Instructions for the task — Pick out the lines below that include the string "wall".

Source material —
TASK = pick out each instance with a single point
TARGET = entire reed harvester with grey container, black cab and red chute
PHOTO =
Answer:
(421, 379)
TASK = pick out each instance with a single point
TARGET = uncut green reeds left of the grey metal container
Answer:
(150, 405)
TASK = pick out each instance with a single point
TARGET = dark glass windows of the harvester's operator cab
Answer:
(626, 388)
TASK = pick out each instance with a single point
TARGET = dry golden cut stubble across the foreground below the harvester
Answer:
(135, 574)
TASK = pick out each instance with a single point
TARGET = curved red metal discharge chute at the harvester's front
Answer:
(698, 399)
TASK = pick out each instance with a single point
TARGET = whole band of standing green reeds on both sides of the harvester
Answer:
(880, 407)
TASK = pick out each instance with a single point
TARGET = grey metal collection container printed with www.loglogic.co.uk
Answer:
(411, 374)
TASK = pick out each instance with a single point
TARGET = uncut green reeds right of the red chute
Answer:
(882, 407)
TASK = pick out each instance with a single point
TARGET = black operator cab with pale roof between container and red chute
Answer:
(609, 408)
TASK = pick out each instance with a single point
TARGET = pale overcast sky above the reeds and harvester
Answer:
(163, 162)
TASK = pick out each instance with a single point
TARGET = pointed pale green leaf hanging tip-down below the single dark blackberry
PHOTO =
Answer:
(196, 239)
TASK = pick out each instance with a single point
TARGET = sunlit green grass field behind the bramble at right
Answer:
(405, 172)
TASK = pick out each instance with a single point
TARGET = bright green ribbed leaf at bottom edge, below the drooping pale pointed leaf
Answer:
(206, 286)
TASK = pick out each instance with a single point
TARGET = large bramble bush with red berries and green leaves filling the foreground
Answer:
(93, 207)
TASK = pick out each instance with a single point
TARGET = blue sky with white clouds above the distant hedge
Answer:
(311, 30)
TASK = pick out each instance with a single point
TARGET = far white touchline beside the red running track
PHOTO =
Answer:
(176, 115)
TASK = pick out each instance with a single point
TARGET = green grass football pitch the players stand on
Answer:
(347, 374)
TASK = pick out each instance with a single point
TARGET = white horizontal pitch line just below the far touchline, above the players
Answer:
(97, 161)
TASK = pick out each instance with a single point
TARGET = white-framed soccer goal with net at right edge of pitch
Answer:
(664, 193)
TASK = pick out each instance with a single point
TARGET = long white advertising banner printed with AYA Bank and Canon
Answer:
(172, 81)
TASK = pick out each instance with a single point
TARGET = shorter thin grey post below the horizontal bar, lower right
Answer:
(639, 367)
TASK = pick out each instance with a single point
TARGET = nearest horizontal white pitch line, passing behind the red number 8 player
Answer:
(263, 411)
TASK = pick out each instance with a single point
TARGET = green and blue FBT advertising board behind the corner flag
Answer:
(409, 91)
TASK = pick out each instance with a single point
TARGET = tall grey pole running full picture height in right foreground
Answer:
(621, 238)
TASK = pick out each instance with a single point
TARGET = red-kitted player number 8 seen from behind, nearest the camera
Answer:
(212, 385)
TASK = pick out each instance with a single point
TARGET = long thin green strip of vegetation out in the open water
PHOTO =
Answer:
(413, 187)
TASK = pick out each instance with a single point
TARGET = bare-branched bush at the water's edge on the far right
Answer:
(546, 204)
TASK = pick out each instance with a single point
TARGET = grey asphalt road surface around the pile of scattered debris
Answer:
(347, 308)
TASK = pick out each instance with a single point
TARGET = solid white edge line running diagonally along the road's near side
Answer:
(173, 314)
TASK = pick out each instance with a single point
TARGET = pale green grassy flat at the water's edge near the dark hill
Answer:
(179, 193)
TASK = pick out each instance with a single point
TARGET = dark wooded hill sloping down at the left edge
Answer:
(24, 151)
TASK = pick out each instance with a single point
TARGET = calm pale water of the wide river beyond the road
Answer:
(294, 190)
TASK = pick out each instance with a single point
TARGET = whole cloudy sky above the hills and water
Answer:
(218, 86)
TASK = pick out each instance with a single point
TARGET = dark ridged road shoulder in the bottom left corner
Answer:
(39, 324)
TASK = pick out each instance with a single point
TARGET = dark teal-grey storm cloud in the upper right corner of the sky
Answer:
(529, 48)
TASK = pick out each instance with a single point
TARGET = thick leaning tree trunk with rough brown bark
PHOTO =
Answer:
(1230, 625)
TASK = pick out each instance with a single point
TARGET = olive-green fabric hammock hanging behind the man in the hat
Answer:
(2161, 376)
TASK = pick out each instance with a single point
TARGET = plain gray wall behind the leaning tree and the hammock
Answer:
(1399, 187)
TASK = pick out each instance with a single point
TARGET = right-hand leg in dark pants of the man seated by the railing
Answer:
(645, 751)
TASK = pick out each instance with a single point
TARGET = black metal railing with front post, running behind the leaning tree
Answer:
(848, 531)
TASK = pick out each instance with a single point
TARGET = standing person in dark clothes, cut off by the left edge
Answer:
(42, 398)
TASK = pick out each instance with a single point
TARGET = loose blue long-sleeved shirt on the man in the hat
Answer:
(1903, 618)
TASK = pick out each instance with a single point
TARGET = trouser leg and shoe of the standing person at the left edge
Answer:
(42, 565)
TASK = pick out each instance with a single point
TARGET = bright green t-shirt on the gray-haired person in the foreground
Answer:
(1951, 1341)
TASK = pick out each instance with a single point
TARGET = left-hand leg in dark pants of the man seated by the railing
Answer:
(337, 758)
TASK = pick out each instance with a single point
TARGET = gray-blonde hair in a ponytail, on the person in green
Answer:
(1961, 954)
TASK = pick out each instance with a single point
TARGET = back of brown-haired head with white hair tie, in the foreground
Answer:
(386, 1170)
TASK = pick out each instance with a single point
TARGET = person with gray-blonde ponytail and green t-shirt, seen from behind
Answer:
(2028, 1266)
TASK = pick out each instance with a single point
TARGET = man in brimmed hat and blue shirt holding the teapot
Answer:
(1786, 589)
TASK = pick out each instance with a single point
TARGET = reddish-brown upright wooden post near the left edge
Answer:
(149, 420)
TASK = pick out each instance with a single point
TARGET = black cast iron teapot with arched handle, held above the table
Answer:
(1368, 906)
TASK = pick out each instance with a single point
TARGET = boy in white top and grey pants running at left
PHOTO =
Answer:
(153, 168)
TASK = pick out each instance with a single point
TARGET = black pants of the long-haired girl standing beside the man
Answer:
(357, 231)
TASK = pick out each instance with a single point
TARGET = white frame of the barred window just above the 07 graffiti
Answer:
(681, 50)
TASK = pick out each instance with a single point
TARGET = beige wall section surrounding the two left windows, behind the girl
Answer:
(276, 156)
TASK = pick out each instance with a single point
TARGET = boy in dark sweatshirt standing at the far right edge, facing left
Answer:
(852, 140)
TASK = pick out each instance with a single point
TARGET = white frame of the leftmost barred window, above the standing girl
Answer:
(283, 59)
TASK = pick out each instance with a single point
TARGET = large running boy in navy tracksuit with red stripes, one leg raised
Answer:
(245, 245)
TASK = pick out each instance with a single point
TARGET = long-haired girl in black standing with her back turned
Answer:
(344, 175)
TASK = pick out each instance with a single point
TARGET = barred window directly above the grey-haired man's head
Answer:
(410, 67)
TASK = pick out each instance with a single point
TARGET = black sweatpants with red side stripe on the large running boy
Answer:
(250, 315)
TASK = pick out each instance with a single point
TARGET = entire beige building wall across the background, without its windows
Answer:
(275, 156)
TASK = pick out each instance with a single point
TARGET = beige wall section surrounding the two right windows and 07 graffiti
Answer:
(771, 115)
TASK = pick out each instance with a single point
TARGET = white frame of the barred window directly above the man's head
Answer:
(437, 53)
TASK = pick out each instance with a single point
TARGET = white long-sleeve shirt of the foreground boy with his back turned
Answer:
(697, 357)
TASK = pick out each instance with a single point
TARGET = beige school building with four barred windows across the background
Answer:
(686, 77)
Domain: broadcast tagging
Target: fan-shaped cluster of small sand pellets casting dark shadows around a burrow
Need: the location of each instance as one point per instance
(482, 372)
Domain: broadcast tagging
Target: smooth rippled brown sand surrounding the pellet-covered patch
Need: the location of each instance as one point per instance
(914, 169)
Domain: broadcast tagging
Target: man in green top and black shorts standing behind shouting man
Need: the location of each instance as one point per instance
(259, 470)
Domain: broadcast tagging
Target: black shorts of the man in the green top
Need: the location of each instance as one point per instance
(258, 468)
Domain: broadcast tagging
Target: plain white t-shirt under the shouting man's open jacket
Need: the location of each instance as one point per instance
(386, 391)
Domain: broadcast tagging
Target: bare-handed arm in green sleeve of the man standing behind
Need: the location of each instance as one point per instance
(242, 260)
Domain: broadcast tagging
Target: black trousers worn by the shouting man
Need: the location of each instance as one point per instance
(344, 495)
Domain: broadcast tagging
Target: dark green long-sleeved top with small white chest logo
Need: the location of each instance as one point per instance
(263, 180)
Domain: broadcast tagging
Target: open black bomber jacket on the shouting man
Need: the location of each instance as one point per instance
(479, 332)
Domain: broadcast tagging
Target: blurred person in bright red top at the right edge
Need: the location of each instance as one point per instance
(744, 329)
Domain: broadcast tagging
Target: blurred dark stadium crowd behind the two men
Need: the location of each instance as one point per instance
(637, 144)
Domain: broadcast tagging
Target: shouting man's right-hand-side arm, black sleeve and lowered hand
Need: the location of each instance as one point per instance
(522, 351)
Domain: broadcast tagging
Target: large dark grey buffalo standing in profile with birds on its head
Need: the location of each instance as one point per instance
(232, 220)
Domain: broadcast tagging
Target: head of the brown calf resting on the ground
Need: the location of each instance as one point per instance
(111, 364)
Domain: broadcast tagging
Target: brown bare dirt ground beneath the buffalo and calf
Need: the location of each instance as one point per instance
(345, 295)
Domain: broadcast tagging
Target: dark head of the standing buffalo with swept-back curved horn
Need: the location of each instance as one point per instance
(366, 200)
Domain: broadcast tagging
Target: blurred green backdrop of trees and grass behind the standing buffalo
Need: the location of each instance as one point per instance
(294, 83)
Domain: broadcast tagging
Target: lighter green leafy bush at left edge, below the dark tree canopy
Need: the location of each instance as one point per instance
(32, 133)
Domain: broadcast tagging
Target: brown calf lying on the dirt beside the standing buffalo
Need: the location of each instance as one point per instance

Result for this exercise —
TARGET = plain gray wall behind the leaning tree and the hammock
TARGET = beige wall section surrounding the two left windows, behind the girl
TARGET = entire beige building wall across the background, without its windows
TARGET = beige wall section surrounding the two right windows and 07 graffiti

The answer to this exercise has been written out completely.